Centromere protein A, also known as CENPA, is a protein which in humans is encoded by the CENPA gene. CENPA is a histone H3 variant which is the critical factor determining the kinetochore position(s) on each chromosome in most eukaryotes including humans.

Function 

CENPA is a protein which epigenetically defines the position of the centromere on each chromosome, determining the position of kinetochore assembly and the final site of sister chromatid cohesion during mitosis. This proteins is frequently accompanied by "centrochromatin"-associated changes to canonical histones and is constitutively present in centromeres. The CENPA protein is a histone H3 variant which replaces one or both canonical H3 histones in a subset of nucleosomes within centromeric chromatin.  CENPA has the greatest sequence divergence of the histone H3 variants, with just 48% similarity to canonical histone H3, and has a highly diverged N-terminal tail that lacks many well characterised histone modification sites including H3K4, H3K9 and H3K27.

# [Problem 1]
Translate this sentence from the CENPA passage into Spanish: "Centromere protein A, also known as CENPA, is a protein which in humans is encoded by the CENPA gene."
# [Problem 2]
Carry the passage on the CENPA protein further, picking up after its final sentence.
The listing after this point comes from a separate source.

# [Record set]
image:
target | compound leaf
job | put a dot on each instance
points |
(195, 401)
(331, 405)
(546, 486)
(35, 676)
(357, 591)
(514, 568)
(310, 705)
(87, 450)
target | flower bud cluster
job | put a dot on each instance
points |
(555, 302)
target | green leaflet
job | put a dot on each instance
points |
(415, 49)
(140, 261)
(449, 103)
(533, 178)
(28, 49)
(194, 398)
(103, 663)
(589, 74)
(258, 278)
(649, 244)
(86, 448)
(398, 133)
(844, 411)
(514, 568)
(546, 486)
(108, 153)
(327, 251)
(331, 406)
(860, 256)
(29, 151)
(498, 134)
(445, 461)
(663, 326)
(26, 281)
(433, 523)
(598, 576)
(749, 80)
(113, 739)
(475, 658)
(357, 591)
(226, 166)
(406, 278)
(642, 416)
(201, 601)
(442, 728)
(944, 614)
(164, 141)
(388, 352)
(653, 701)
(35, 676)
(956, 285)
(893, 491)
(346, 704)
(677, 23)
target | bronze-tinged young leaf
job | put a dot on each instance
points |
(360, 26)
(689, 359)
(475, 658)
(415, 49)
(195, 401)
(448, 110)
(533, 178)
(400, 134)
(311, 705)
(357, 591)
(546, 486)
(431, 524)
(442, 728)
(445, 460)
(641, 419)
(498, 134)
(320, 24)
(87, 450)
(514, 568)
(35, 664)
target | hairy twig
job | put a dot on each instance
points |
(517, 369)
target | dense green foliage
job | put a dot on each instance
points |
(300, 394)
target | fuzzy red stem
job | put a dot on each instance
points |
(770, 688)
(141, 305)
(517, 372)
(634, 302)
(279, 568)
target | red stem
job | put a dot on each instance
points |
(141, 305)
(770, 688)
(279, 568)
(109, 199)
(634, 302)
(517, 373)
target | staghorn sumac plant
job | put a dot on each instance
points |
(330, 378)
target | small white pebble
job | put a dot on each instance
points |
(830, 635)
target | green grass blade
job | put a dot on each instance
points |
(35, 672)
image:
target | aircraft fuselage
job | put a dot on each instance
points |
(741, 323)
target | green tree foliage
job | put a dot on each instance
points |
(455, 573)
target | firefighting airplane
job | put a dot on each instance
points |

# [Task result 1]
La proteína centromérica A, también conocida como CENPA, es una proteína que en los seres humanos está codificada por el gen CENPA.

# [Task result 2]
Unusually for a histone, CENPA nucleosomes are not loaded together with DNA replication and are loaded at different cell cycle stages in different organisms: G1 phase in human, M phase in drosophila, G2 in S. pombe.  To orchestrate this specialised loading there are CENPA-specific histone chaperones: HJURP in human, CAL1 in drosophila and Scm3 in S. pombe.  In most eukaryotes CENPA is loaded into large domains of highly repetitive satellite DNA.  The position of CENPA within satellite DNA are heritable at the protein level through a purely epigenetic mechanism.  This means that the position of CENPA protein binding to the genome is copied upon cell division to the two daughter cells independent of the underlying DNA sequence. Under circumstances in which CENPA is lost from a chromosome a fail-safe mechanism has been described in human cells in which CENPB recruits CENPA via a satellite DNA binding domain to repopulate the centromere with CENPA nucleosomes.

CENPA interacts directly with the inner kinetochore through proteins including CENPC and CENPN.  Through this interaction the microtubules are able to accurately segregate chromosomes during mitosis.